> **Extrait du document**
################

Quatrième dimanche de l'Avent A

Temps liturgique: Avent
Année liturgique: A
Date : 18 décembre 2022
Auteur: André Wénin

« Au Seigneur, le monde et sa richesse, la terre et tous ses habitants !
C’est lui qui l’a fondée sur les mers et la garde inébranlable sur les flots. »

(Psaume 24,1-2) 

Emmanuel (Isaïe 7,10-16)

Le Seigneur parla de nouveau au [roi] Achaz : « Demande pour toi un signe venant du Seigneur ton Dieu, au fond du séjour des morts ou sur les sommets, là-haut. » Achaz dit : « Je n’en deman­derai pas, je ne veux pas mettre le Seigneur à l’épreuve. » Il dit alors : « Écoutez donc, maison de David ! Ne vous suffit-il pas de fatiguer les hommes pour que vous fatiguiez aussi mon Dieu ! C’est pourquoi mon seigneur lui-même vous donnera un signe : Voici que la jeune femme est enceinte, elle est sur le point d’enfanter un fils, et elle l’appellera Emmanuel (“Dieu-avec-nous”). De crème et de miel il se nourrira, pour qu’il sache rejeter le mal et choisir le bien. Mais avant que cet enfant sache rejeter le mal et choisir le bien, le pays dont les deux rois te font trembler sera laissé à l’abandon. ».

Mais pourquoi donc le Seigneur invite-t-il le roi Achaz à lui demander un signe ? (On imagine que le prophète Isaïe joue les porte-parole.) Mystère et boule de gomme ! Encore un oracle qui sort de nulle part, grâce aux ciseaux de notre censeur liturgique. S’il a choisi cet extrait, c’est bien sûr pour le fameux « oracle de l’Emmanuel » qui annonce la naissance de Jésus. Encore que l’on se demande quel intérêt et quel sens l’annonce d’un fils à naître plus de sept siècles plus tard pouvait bien avoir pour un roi qui tremble. Malgré cela, il se montre soucieux de ne pas mettre Dieu à l’épreuve, attitude à la fois juste et louable (voir Exode 17,1-7 ou Deutéronome 6,16). Mais pourquoi, alors, le prophète la lui reproche-t-il vertement ? Et qui sont les deux rois qui font trembler Achaz ? Sur ces points aussi, le mystère est entier. Et le censeur s’en fiche, même si son choix donne à penser que les écrits de l’Ancien Testament n’ont ni queue ni tête, leur unique intérêt étant de contenir l’une ou l’autre phrase qui prépare le Nouveau, histoire de montrer que Dieu a quand mê­me de la suite dans les idées.

################

> **Liste des entrées**

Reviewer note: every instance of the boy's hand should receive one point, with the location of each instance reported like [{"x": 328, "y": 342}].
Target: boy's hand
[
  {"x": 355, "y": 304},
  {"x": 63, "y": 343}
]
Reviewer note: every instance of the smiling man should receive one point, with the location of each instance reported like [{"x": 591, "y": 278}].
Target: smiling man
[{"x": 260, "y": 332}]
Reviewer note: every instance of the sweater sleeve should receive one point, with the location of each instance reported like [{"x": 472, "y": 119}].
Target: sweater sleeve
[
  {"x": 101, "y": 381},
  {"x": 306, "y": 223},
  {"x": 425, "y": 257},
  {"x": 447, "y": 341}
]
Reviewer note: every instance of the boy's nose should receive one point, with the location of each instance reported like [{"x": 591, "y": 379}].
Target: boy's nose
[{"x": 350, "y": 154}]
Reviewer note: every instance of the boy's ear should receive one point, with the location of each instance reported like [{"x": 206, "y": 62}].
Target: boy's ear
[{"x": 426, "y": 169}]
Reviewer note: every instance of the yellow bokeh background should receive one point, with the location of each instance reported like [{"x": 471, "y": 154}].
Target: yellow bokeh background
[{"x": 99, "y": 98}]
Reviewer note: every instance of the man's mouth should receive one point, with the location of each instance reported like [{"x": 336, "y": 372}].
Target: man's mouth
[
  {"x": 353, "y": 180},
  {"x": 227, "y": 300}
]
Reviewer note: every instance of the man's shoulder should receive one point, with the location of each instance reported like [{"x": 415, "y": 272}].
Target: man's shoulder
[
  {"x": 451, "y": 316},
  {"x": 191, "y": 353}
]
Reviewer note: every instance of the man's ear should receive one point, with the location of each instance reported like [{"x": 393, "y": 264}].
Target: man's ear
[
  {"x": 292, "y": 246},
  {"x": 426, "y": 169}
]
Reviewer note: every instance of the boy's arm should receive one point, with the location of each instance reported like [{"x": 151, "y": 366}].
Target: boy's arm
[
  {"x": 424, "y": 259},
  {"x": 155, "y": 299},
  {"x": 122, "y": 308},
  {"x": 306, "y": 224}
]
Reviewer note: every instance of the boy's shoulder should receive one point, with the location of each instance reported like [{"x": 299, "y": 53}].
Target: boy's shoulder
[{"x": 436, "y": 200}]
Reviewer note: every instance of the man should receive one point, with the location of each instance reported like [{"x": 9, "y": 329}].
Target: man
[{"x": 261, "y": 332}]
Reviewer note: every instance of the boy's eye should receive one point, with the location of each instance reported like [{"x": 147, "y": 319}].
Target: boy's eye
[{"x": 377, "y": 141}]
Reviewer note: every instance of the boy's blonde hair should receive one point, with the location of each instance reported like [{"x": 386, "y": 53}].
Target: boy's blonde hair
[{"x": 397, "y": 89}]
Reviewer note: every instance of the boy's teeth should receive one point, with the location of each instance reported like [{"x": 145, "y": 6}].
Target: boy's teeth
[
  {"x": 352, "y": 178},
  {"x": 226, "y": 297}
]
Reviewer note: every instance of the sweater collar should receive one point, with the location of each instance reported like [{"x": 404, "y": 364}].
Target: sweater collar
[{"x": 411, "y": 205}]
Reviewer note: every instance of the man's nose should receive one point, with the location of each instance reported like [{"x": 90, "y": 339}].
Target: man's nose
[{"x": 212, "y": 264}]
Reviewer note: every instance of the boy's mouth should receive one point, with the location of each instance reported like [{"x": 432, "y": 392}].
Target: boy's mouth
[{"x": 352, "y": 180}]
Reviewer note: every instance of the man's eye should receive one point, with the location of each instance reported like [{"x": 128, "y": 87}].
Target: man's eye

################

> **Consignes**
1. Répondez à ces questions d'après l'extrait du document :
(a) Quelle date est indiquée pour ce quatrième dimanche de l'Avent ?
(b) Quel nom la jeune femme donnera-t-elle à son fils ?
(c) Selon le commentaire, combien de temps après l'oracle le fils annoncé devait-il naître ?
2. Recopiez fidèlement le passage de l'extrait du document qui va de « Temps liturgique: Avent » jusqu'à « Emmanuel (Isaïe 7,10-16) » inclus.
Les entrées forment un matériau indépendant de l'extrait du document.

> **Corrigé**
1.
(a) Le 18 décembre 2022.
(b) Emmanuel (« Dieu-avec-nous »).
(c) Plus de sept siècles plus tard.

2.
Temps liturgique: Avent
Année liturgique: A
Date : 18 décembre 2022
Auteur: André Wénin

« Au Seigneur, le monde et sa richesse, la terre et tous ses habitants !
C’est lui qui l’a fondée sur les mers et la garde inébranlable sur les flots. »

(Psaume 24,1-2) 

Emmanuel (Isaïe 7,10-16)